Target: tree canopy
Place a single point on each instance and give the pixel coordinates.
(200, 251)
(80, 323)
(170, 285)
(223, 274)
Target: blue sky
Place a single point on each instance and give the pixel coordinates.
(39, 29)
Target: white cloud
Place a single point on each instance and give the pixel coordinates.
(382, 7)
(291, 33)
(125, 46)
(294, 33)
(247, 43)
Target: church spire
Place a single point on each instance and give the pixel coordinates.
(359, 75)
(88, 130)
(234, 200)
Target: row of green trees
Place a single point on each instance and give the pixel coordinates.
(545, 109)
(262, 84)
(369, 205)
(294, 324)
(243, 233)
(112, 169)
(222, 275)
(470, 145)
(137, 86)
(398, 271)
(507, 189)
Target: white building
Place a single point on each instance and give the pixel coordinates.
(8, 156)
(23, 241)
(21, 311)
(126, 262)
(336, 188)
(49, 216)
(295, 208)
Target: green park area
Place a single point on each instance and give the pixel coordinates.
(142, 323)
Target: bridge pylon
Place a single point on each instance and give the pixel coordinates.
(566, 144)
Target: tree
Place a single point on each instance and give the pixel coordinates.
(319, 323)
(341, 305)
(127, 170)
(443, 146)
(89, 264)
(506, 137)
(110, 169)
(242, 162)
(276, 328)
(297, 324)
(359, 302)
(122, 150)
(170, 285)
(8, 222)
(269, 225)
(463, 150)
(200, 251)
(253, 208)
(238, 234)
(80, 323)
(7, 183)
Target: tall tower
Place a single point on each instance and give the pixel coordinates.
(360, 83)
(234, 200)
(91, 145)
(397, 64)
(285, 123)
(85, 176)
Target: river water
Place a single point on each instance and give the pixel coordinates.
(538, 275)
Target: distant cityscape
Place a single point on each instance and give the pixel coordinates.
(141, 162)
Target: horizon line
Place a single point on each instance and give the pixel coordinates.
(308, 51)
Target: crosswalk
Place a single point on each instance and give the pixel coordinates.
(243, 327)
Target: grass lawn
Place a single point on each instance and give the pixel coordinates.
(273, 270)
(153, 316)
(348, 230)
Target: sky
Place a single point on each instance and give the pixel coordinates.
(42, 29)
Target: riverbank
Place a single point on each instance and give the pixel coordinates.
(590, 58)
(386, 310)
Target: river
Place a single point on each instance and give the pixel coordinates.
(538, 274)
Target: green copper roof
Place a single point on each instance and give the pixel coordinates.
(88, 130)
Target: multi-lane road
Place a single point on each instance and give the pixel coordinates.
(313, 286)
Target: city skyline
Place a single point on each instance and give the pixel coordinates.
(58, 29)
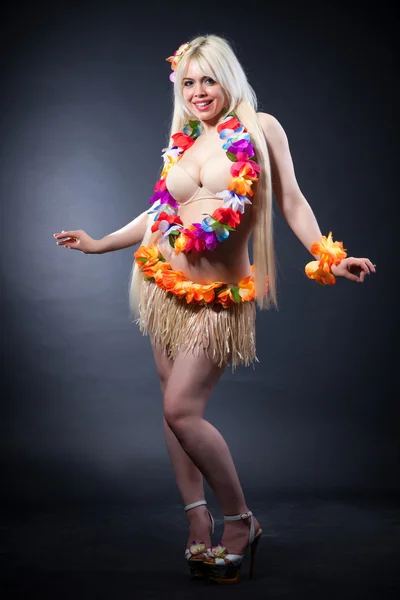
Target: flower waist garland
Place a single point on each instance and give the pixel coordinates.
(216, 227)
(155, 269)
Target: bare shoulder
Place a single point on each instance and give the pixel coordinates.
(272, 128)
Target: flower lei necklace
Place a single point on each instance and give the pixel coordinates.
(216, 227)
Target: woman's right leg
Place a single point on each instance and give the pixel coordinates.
(189, 479)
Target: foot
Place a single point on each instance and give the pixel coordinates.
(199, 526)
(236, 535)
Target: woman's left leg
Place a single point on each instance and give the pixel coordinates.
(189, 387)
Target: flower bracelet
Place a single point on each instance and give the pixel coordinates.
(331, 253)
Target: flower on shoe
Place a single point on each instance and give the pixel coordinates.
(196, 548)
(218, 551)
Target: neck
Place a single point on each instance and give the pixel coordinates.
(210, 125)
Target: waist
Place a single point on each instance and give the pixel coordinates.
(157, 270)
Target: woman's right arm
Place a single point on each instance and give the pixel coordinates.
(129, 235)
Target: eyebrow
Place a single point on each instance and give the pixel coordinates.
(191, 78)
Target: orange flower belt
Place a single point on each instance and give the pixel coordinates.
(155, 268)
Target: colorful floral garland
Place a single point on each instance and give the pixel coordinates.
(216, 227)
(155, 269)
(331, 253)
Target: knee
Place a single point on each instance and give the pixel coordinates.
(176, 415)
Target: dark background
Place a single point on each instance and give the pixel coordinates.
(86, 107)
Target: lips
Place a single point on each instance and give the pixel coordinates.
(201, 106)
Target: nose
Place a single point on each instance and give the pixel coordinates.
(198, 89)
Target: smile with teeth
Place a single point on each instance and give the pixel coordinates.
(202, 104)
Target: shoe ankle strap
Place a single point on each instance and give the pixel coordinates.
(194, 504)
(247, 515)
(199, 503)
(238, 517)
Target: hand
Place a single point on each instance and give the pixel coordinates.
(350, 265)
(77, 240)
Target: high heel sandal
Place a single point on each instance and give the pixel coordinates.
(197, 553)
(215, 566)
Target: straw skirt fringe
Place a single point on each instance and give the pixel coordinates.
(225, 335)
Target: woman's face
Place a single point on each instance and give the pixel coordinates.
(203, 96)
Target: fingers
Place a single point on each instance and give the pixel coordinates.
(64, 234)
(68, 239)
(364, 265)
(352, 277)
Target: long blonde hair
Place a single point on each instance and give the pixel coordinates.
(213, 53)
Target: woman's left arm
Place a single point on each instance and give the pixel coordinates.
(294, 206)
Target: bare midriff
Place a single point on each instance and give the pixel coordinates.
(193, 182)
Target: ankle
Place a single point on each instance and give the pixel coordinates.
(197, 514)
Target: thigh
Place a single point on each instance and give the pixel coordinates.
(164, 364)
(191, 381)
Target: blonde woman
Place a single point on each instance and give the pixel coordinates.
(193, 289)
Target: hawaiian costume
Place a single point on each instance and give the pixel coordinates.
(218, 318)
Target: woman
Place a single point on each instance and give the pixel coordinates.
(193, 287)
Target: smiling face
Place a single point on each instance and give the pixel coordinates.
(203, 96)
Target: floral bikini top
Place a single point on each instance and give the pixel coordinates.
(216, 227)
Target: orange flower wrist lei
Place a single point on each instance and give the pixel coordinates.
(331, 253)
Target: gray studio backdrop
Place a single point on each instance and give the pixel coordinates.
(86, 110)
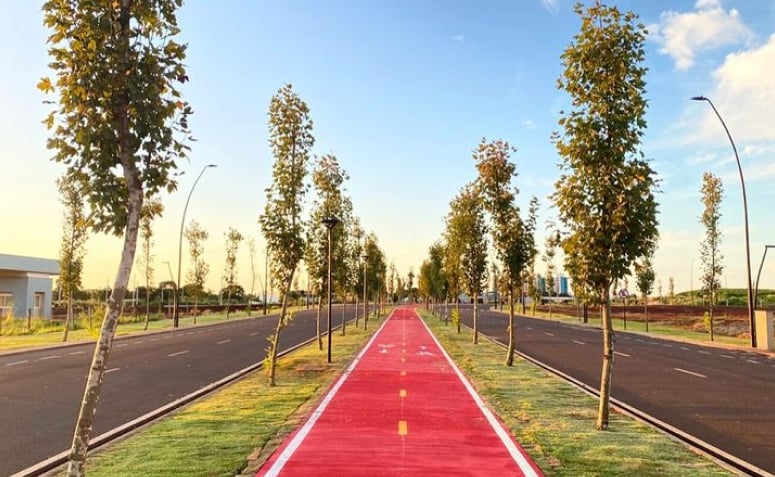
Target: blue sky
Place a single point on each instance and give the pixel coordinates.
(401, 92)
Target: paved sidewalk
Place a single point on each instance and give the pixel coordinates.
(401, 408)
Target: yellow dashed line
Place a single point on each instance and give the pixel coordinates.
(402, 429)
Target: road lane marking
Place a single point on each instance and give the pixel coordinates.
(690, 372)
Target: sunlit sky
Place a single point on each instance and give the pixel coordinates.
(401, 92)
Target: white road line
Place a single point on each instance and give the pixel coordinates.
(690, 372)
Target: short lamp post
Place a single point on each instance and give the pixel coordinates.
(330, 223)
(175, 318)
(751, 303)
(759, 274)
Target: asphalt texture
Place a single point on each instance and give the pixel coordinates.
(725, 397)
(41, 390)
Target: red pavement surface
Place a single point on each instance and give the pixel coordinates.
(401, 408)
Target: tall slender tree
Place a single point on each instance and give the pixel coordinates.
(605, 194)
(151, 208)
(513, 238)
(712, 191)
(233, 239)
(75, 230)
(291, 140)
(197, 274)
(120, 126)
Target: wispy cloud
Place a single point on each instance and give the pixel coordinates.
(550, 5)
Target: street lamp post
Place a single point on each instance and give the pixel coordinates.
(330, 223)
(175, 318)
(365, 301)
(751, 303)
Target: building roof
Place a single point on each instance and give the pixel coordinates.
(18, 263)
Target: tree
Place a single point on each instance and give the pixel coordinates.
(512, 237)
(290, 137)
(550, 250)
(151, 208)
(712, 194)
(233, 239)
(120, 127)
(197, 274)
(605, 192)
(644, 276)
(73, 248)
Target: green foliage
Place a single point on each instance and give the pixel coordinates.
(712, 191)
(605, 193)
(118, 68)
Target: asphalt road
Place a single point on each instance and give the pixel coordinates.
(724, 397)
(41, 390)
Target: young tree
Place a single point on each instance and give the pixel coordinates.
(712, 194)
(120, 127)
(644, 275)
(197, 274)
(512, 237)
(73, 248)
(151, 208)
(233, 239)
(605, 193)
(290, 137)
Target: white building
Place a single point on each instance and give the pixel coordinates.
(26, 285)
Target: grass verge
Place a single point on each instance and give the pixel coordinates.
(214, 436)
(555, 422)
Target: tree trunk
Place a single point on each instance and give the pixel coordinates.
(608, 365)
(476, 329)
(280, 325)
(510, 350)
(85, 422)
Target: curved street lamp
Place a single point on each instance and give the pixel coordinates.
(330, 223)
(751, 304)
(175, 318)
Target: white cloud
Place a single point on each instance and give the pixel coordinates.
(683, 35)
(550, 5)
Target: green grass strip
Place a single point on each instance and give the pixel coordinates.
(555, 422)
(214, 436)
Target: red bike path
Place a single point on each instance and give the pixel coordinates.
(401, 408)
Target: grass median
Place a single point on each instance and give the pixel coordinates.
(555, 422)
(214, 436)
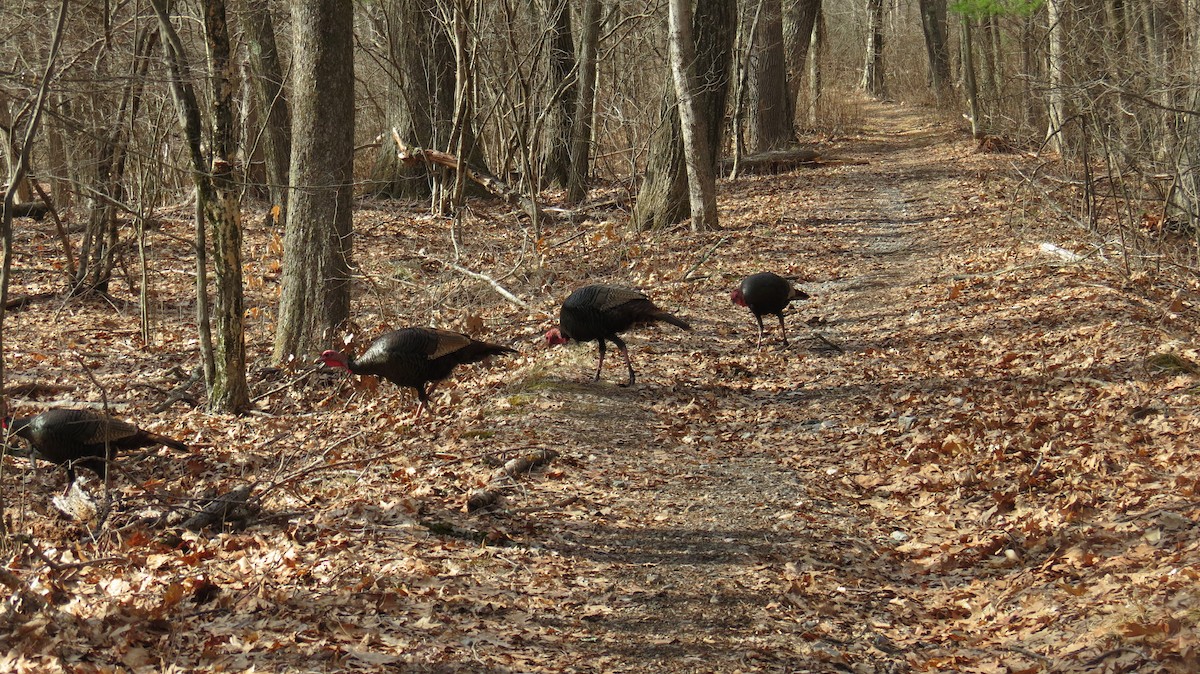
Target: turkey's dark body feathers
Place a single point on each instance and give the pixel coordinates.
(77, 438)
(768, 293)
(414, 356)
(599, 313)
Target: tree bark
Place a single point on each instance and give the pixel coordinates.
(271, 101)
(228, 392)
(969, 80)
(564, 79)
(1056, 67)
(419, 103)
(873, 68)
(693, 124)
(217, 203)
(771, 114)
(663, 199)
(16, 176)
(933, 23)
(316, 286)
(585, 103)
(799, 20)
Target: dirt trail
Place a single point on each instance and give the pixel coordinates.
(691, 566)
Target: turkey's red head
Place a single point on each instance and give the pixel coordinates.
(334, 359)
(555, 337)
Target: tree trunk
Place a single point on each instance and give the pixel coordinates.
(816, 86)
(217, 203)
(564, 80)
(693, 124)
(873, 67)
(229, 392)
(799, 19)
(316, 286)
(97, 251)
(933, 23)
(420, 101)
(1056, 67)
(16, 176)
(969, 79)
(663, 199)
(585, 103)
(271, 101)
(771, 114)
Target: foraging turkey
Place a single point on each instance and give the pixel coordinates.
(415, 356)
(597, 313)
(76, 437)
(767, 293)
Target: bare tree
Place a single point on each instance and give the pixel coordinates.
(315, 296)
(419, 64)
(18, 172)
(582, 119)
(664, 197)
(564, 84)
(697, 154)
(267, 66)
(217, 203)
(933, 24)
(873, 67)
(771, 114)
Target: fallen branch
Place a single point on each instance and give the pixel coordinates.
(412, 155)
(492, 494)
(233, 506)
(504, 293)
(306, 374)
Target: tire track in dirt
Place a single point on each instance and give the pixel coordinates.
(712, 522)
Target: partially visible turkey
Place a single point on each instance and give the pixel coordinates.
(597, 313)
(767, 294)
(77, 438)
(415, 356)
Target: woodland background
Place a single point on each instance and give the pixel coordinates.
(202, 196)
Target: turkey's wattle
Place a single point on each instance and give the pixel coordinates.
(767, 293)
(598, 313)
(78, 438)
(415, 357)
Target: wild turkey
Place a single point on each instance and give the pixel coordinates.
(415, 356)
(76, 438)
(597, 313)
(767, 293)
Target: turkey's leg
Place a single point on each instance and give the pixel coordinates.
(599, 365)
(624, 353)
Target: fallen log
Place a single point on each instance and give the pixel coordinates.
(232, 507)
(409, 155)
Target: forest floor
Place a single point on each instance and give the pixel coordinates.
(976, 455)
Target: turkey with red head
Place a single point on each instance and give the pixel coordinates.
(767, 294)
(417, 357)
(598, 313)
(77, 438)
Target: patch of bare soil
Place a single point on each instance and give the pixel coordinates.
(961, 463)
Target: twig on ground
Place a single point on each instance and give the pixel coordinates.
(504, 293)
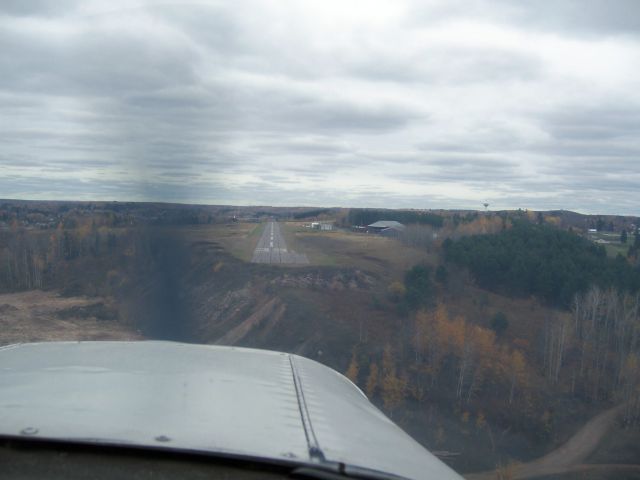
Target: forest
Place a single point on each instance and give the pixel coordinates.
(541, 260)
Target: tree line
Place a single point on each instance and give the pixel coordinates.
(529, 259)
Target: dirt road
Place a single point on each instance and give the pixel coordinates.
(568, 457)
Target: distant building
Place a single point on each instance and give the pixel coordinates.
(388, 228)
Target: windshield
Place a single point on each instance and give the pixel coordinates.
(437, 199)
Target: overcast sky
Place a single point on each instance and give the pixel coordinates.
(425, 104)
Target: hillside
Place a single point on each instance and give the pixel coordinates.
(471, 369)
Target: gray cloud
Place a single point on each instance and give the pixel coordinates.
(419, 104)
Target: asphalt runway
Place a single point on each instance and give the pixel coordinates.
(273, 249)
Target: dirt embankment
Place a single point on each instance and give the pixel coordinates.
(568, 457)
(36, 316)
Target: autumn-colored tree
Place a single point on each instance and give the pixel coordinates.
(517, 372)
(372, 380)
(393, 387)
(352, 371)
(396, 291)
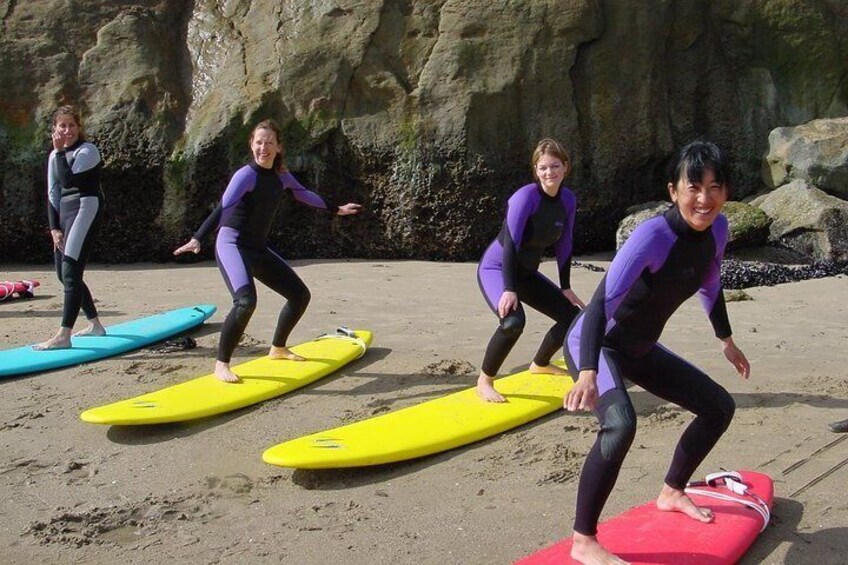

#### WORK TO COMPLETE:
Line count for "dark": state how many lines of the records contain it, and give only the number.

#### SOLVED PROBLEM:
2